Collection lines:
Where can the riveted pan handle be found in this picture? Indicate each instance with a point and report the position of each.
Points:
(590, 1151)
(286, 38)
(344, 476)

* **INSTRUCTIONS FOR THE TASK**
Rewrite the lines above as a two-column CSV with the headers "prompt" and "answer," one row for each line. Put the line's text in one quoted field and its answer in the other, and turn any line breaks into spaces.

* **EXERCISE SOLUTION**
prompt,answer
"Where can the riveted pan handle be found in this picture? Indicate each instance with a point and report the position of each. Points:","(590, 1151) (286, 38) (344, 476)"